■ TRECHO PARA LEITURA
O sobrado de mamãe é debaixo d'água.

O sobrado de mamãe é debaixo d'água.

Debaixo d'água, por cima da areia.

Tem ouro, tem prata.

Tem diamante que nos "alumeia".

Tem ouro, tem prata.

Tem diamante que nos "alumeia". [4]


Esse foi um daqueles instantes em que saímos da terra. Em que percebemos que jamais seremos as mesmas. E nesse transe imposto, imediatamente fiquei pensando no quão aquela rainha maga era danada. Poderosa. Mas, especialmente, generosa. Até mesmo no momento de sua passagem, Azoilda, forte e frágil, teve o cuidado de articular teoria e prática, fazendo-nos “ver, ouvir e sentir” – verbos aos quais ela dava significados próprios – umas às outras em círculo. Acho que isso tudo tem a ver com uma frase que ela gostava muito de dizer. Estranhamente é uma das poucas guardadas em minha memória: “a invisibilidade é a morte em vida”. Até seus últimos instantes na terra, Azoilda recusou a invisibilidade para si e para nós. E no reconhecimento de que as identidades são relacionais, justamente num texto sobre cuidados entre mulheres, é Candeia, um homem negro que, a despeito de todos os seus machismos, em poucas palavras revela o grande segredo de Azoilda: “extraio o belo das coisas simples que me seduzem”.[5]


[1] hooks, bell. Ensinando a transgredir: a educação como prática de liberdade. São Paulo: WMF Martins Fontes, 2013.

[2] Evaristo, Conceição. "Da grafia desenho de minha mãe um dos lugares do nascimento da minha escrita". Disponível em:
http://nossaescrevivencia.blogspot.com.br/2012/08/da-grafia-desenho-de-minha-mae-um-dos.html Acesso: 03/09/2015.

■ Registros de marcação de pontos
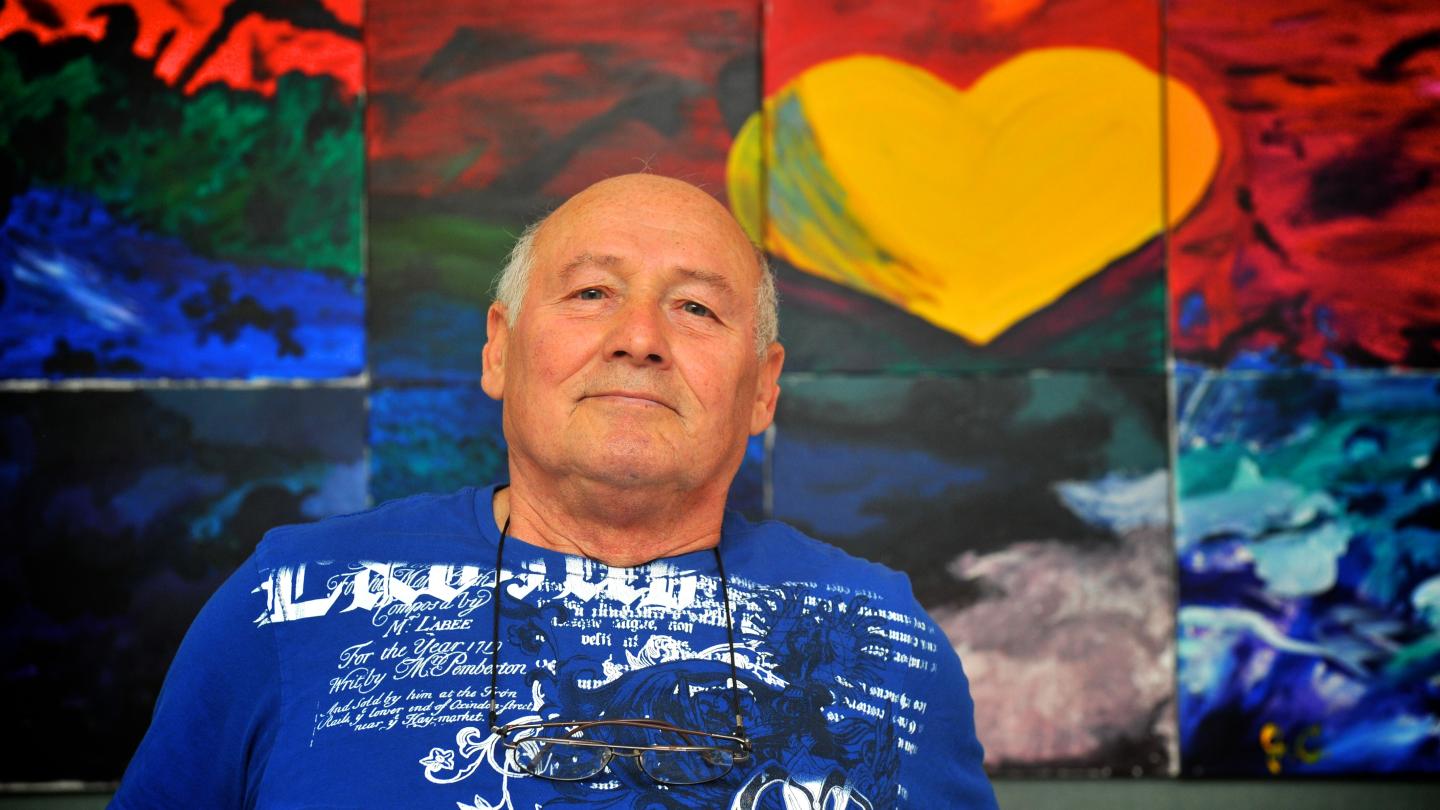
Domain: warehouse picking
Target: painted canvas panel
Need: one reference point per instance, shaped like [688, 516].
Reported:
[1319, 241]
[965, 185]
[180, 189]
[1031, 515]
[121, 512]
[1309, 555]
[444, 437]
[484, 116]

■ ATIVIDADES PROPOSTAS
1. Segundo os versos que abrem o texto sobre Azoilda, o que há no sobrado de mamãe? Liste tudo.
2. Prolongue o texto sobre Azoilda a partir do ponto em que ele termina.
A listagem vem de uma fonte diferente.

■ RESPOSTAS POR ATIVIDADE
1. Ouro, prata e diamante.

2.
[3] Inserido nas ações e programas promovidos no âmbito da Secretaria de Promoção da Igualdade Racial (SEPPIR), o projeto caracteriza-se por seu teor educativo de valorização da cultura afro-brasileira. Em consonância com o inidicado pelas DCN’s-04, isto é feito por meio da produção e distribuição de programas audiovisuais para profissionais da educação básica, que antes de receberem o kit pedagógico, passam por um curso de formação relacionado à temática. Fruto de uma parceria entre o MEC, Fundação Cultural Palmares, Canal Futura, Petrobras e Centro de Informação e Documentação do Artista Negro (CIDAN), o A Cor da Cultura, iniciado em 2004, ofereceu cursos de formação para mais de três mil educadores em estados como Bahia, Ceará, Manaus, Mato Grosso, Recife e Rio de Janeiro no ano de 2011. Ver:
www.acordacultura.org.br Sobre "pretagogia" cf.: SILVA, Geranilde Costa e. Pretagogia: construindo um referencial teórico-metodológico de matriz africana para a formação de professores/as. 2013. Tese (Doutorado em Educação) – Universidade Federal do Ceará, Fortaleza, 2013. Disponível em: http://www.repositorio.ufc.br/handle/riufc/7955 Acesso: 01/11/2015.

[4] Letra da música "Purificar o Subaé/cantiga para Janaína", de Caetano Veloso. Disponível em: http://www.vagalume.com.br/maria-bethania/purificar-o-subaecantiga-para-janaina.html Acesso: 23/11/2015.

[5] Esta frase encontra-se publicada em Gabriela Buscaccio. A chama não se apagou: Candeia e a Gran Quilombo – movimentos negros e escola de samba nos anos 70. Dissertação (Mestrado em História), UFF, 2005. Ela foi retirada do manifesto de fundação da Escola Gran Quilombo, escrito por Candeia e João Baptista M. Vargens. Ver a este respeito: Candeia – Luz da Inspiração, Rio de Janeiro: Funarte, Instituto Nacional de Música, Divisão de Música Popular, 1987. Esse manifesto foi escrito pelo próprio João Baptista Vargens na época da fundação da escola. A Gabi, grande amiga e historiadora, gratidão por me por me fazer conhece-la.